REQUEST — Produce an exact copy of all the data below, dropping every image.

GIVEN DATA —

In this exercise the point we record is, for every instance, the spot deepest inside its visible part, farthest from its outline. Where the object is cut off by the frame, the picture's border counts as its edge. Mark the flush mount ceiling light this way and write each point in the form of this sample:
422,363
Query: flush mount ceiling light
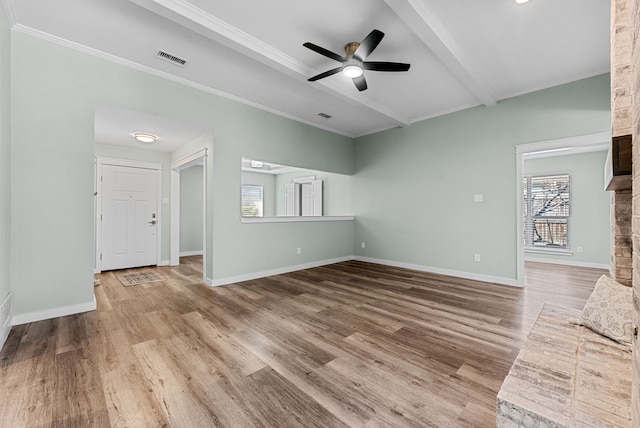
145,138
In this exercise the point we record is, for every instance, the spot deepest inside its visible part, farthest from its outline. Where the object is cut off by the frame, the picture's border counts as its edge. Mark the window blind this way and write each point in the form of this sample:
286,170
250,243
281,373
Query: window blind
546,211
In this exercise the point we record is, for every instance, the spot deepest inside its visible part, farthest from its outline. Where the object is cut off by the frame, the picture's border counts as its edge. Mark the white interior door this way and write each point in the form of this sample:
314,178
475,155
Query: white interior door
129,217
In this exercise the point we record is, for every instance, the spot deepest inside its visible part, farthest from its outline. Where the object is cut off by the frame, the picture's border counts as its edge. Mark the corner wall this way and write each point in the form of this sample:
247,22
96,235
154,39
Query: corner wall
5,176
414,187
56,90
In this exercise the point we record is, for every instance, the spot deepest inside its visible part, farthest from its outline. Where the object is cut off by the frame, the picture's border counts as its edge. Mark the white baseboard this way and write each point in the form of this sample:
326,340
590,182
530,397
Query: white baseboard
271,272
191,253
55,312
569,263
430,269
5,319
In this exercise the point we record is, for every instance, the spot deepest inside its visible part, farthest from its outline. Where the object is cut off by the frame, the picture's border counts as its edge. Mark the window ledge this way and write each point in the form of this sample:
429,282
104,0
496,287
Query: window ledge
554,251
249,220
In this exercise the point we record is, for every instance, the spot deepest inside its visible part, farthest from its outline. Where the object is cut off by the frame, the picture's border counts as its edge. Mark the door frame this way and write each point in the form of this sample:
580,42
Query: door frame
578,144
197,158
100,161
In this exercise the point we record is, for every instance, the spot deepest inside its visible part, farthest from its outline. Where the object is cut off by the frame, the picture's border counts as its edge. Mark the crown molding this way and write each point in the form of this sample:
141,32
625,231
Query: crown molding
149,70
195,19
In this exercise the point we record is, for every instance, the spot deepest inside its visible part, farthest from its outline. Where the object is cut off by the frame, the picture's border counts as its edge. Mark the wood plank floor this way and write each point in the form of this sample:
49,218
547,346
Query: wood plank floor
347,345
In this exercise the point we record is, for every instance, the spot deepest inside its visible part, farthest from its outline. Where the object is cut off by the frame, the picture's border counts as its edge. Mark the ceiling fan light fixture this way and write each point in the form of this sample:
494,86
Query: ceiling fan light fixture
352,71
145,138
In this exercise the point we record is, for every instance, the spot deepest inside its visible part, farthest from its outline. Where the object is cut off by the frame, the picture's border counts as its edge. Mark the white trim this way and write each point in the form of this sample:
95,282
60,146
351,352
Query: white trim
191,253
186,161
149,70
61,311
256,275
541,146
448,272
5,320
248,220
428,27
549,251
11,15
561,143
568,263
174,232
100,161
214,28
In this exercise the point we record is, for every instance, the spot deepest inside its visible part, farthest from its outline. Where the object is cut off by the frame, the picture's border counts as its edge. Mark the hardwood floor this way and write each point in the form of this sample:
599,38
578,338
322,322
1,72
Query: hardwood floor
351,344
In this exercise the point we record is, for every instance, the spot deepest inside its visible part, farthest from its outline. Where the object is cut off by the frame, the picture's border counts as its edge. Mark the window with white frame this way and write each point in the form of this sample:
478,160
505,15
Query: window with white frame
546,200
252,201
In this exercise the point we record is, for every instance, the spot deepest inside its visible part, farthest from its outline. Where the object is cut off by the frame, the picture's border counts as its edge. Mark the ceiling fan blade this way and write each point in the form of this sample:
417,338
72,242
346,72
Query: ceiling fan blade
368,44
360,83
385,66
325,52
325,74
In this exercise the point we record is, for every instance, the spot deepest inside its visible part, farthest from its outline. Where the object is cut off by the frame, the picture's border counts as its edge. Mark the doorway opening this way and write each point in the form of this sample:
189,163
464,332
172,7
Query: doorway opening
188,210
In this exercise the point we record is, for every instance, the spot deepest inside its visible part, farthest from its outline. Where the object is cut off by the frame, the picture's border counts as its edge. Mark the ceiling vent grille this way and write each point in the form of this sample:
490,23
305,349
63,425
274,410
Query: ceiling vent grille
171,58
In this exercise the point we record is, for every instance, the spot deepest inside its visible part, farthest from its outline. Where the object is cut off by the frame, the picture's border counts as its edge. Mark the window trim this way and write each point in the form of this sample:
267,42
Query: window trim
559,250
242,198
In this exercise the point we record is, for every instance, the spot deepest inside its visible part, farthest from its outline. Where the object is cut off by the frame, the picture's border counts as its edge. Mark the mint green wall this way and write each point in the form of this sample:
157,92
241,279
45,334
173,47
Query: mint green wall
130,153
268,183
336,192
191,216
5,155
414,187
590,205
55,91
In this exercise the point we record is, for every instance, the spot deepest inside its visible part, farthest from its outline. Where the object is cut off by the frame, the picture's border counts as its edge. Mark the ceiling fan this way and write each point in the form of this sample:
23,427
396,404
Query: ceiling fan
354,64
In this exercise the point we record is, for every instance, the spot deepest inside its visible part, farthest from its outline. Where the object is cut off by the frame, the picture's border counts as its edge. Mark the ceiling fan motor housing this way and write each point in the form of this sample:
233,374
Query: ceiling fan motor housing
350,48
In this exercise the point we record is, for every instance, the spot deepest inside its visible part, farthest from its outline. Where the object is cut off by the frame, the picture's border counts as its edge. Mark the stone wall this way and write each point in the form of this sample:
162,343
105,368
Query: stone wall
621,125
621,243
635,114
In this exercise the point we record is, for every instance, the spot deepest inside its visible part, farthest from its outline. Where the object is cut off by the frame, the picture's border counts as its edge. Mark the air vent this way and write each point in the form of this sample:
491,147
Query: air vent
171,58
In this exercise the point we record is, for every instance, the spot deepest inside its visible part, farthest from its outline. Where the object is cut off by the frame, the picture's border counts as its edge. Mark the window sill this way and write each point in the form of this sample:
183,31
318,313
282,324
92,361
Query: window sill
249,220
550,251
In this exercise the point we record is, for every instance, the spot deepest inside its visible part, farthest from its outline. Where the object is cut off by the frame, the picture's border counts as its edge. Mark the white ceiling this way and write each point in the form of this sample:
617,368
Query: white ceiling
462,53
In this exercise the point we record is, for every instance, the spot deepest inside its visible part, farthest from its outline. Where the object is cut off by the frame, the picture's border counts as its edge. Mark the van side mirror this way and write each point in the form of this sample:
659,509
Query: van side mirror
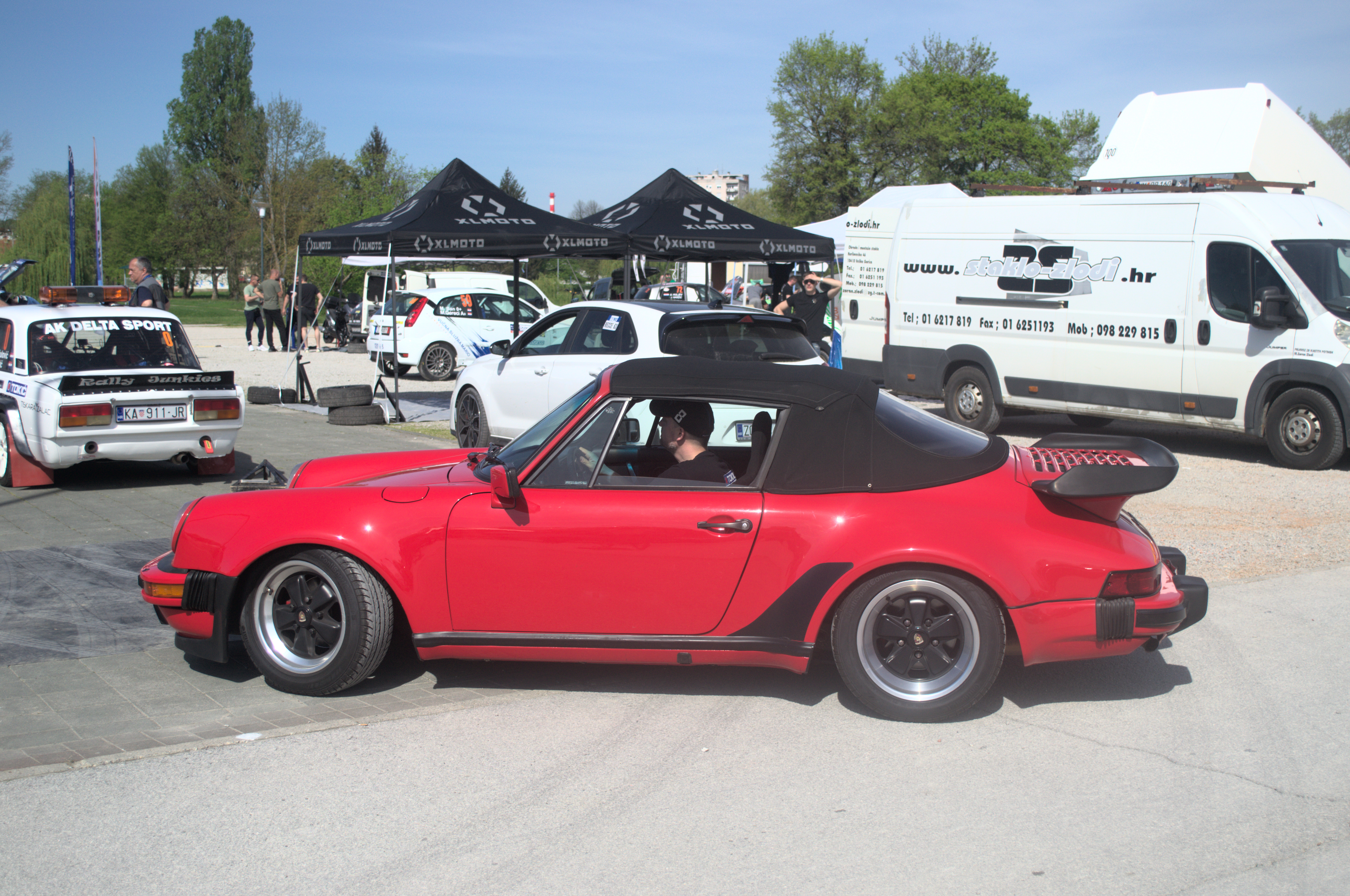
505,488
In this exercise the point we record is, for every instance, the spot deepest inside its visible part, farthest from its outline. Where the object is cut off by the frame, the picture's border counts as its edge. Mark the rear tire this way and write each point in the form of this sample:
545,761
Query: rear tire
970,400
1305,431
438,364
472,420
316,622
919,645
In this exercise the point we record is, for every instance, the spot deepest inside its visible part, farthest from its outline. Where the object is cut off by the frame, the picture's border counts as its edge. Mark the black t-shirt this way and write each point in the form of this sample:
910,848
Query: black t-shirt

THE OUTPUT —
In this exercise the point we record is, for every instance, the spot deepest inside its visible part, farthest from its outline. Where the object is cut off by the frame, the picture's border counts as its edge. Mark the flush mount ceiling light this way and write each point in the form of this sample:
422,363
Query: flush mount ceiling light
145,138
In this exercise the point we record is, for every instance, the spot deepest inside its visible part, farthest from its outline. Where the object is cut off by the frame, the picture's border counts as its edge. Mark the window blind this way and write each point in the form of this sample:
286,170
250,243
281,373
Query: window blind
546,211
In this exercise the point we record is, for every instance, the spot deepest inside its visible part, farthest from its outline. Where the object is cut off by the frame, the picture's border counts as its edge. Mark the white interior door this way and write each point in the form of this sample:
314,178
475,155
Query: white interior door
129,217
In this exercise the point we record is, for every instance, the spot deepest inside its visible part, farthest from its outline. Where the object is cut off by the frame, the picture's border counts as its edge. Mark the corner wall this way and write each point in the form of this sample:
247,22
96,235
154,39
Query: corner wall
5,176
414,187
56,90
In this exercise the point we record is, for every instance, the spot deepest inside its visible part, farthest from its outline. Where the object is cut off by the frame, the picture's border counts as its edge. Mark the white baseboard this way and write each point in the form of this sample:
326,340
590,182
530,397
Query: white baseboard
271,272
191,253
55,312
569,263
430,269
5,319
In this exercise the point we record is, for every instance, the spot deepest inside its visible part, farthest from its outline. Where the object is cut off by the frame, the picture's border counts as its edge. Mark the window ledge this way and write each point in the form of this sample:
429,282
104,0
496,287
Query: window ledge
554,251
249,220
In this exercise the point we record is, for every instance, the spot deepest inside its visible part, farthest from its outline. Where the object is cut off by the frame, the picture's border counts as its edge. Mark the door frame this way and write each point in the form of this sample:
580,42
Query: door frame
578,144
197,158
100,161
In this exercise the point we record is, for every instance, the spot deepest inside its visible part, farthest from its outline. Where the object is cut off by the frame, the picture's border counts as its edge. Mark the crown molding this way and write each point in the form of this sample:
141,32
625,231
Query: crown molding
149,70
195,19
In this exercise the point we record is, for every instance, the spot deepest inside its visible part, farthest from its outline. Where the object is cut off by the frame, the picture's border counts as its edge. Mark the wood plank floor this way and write each point in the form of this sample:
49,218
547,346
Query: wood plank floor
347,345
In this exercise the point we record is, for every instance, the spot deepest inside its visible part, farthest from its outline. Where the object is cut off by the frame, the picture's border counts as its edge. Mark the ceiling fan light fixture this way and write each point in the form of this sample:
494,86
Query: ceiling fan light fixture
352,71
145,138
In this exercise the point we record is, for every instance, the spot deepest inside its visible part, farthest from its outline. Where the object is cut off by the frame, the picture's border counts as its edge. Mark the white trim this way and write each point in the form of this sample:
95,282
60,146
351,352
Query: white trim
191,253
186,161
149,70
61,311
256,275
541,146
448,272
5,320
248,220
428,27
549,251
11,15
561,143
568,263
174,232
100,161
214,28
In this exercise the point we record is, for every instance, the spot deepest inside its visible part, farthest from its outline. Where the object is cut off by the frame, the picture's border counts as its edge. Mark the hardwood floor this way and write each point in the form of this sample:
599,38
578,338
322,322
1,72
Query: hardwood floor
351,344
In this exercise the point we record is, for every instance, the spot deepest inside its visible part, farthest from its outline. Where the object is cut off by the frame, the picture's border counts as its edge. Mark the window with white frame this way and write each point in the form of this sample:
478,160
505,15
Query: window with white frame
546,200
252,201
In this exercise the point we record is, for every instance, the spot deepest inside its visible part, farthest from its outline. Where the object is cut off by the frame, the picture's border counts as its edge. Mark the ceiling fan blade this way and write each point in the form of this sample:
417,338
72,242
346,72
Query: ceiling fan blade
368,44
360,83
385,66
325,52
325,74
In this exercise the point we record is, for every instance, the spot deepest inside its visible part, farthest from its outline. Where the object is cut off by the frame, the picture's border counts as its edge. Mark the doorway opening this way and write each point in the form of this sample:
189,163
464,332
172,7
Query: doorway opening
188,210
In this exercise the point we record is, for every instance, the spot deepest inside its visible part, farthest from its outline. Where the object is cut off by the frame, the picture's border counts as its edge. Mark the ceiling vent grille this way and write each point in the form of this sample:
490,23
305,349
63,425
274,410
Query: ceiling vent grille
171,58
In this exercise the point we record is, for every instance, the spot deepest inside its visible part, farthest from its outline. Where the object is cut off by the frame, the picture's border counts as its edge. Mark the window trim this way and write each point in the form of this sample:
267,42
Query: window trim
559,250
242,198
In this exercise the point we record is, for every instance, the spot deepest inside its visible part, farthest from its outline. Where the object is cut off by the frame, the picture's border counts as its edge. Mark the mint green wall this way and write each point in the form of this sample:
157,92
241,279
45,334
173,47
Query: mint green wall
130,153
268,183
336,192
191,216
5,155
414,187
590,205
55,91
In this exercise the point we record is, for every instance, the spot deepest inside its visible part, farthest from its outline. Where the object is cut off by the frame, the picture's border counts as its edge. Mark the ceiling fan this way and write each point in the form of this sample:
23,427
396,404
Query: ceiling fan
354,64
In this exercise the point we record is, for every instance, the spot deepest inside its visible part, farthest from its outline. Where the object is cut off by the frame, the picture's border counts as its edge. Mark the ceiling fan motor housing this way and write each point in the form of this sample:
233,374
Query: ceiling fan motor housing
350,48
In this exercise the point we record is, for every instance, the spot deepest inside its visible part, farthest from its outline. Where the object is cut off by the frame, the picture's border counts as its edge. Mark the stone wall this way and write each point in the form of this sample:
162,343
105,368
Query: stone wall
621,125
621,243
635,114
In this exercise the point we record is, for every instance, the spot deepest inside its visible part, farthest from its outline. Where the object is cut off by the frame, the picture's border counts as its edge. Mark the air vent this way and write each point in the form of this sample:
491,147
Query: air vent
171,58
In this exercise the point we record is, for every instance, the spot deepest inside its visible part, farthest from its outline. Where the object is cut off by the frame, the picture's border counts as its edge. Mark the window sill this way and write each point in the form of this sample:
183,31
318,313
282,324
92,361
Query: window sill
249,220
550,251
In this exercise the point we record is, for every instance, the spot deepest inside its visible part, farthest from its outline. Where the object is cut off by the frame, the picture's border counts as its edge. Mark the white ceiling this way and write each point in the form of this sample:
617,368
Query: white ceiling
462,53
In this exercise the point we record is, for every instance, the spot deepest inside its visible part, farthest from its outline. Where the object is cut off by the frame, the picture's border counts as its edge. Mark the van side mirror this way and write each point in the form of this sample:
659,509
Query: van side mirror
505,488
In this exercise the point we record is, for every instance, the spot deepest inside its visible part, farthest from its outline. Where the object is cut off by the frame, the picture's border counts as its edge. Mark the rear tire this way and write each point in the form of this sample:
545,761
Query: rear tire
970,400
1305,431
438,364
472,420
316,622
919,645
In this exercise the point we record is, for every instance, the spot deepest inside its visible part, farthest from its outline. Where the object is cut off by the frame, the picture's border counts as its edge. Mark the black t-shirt this way and write each point in the form of this sample:
910,848
Query: black t-shirt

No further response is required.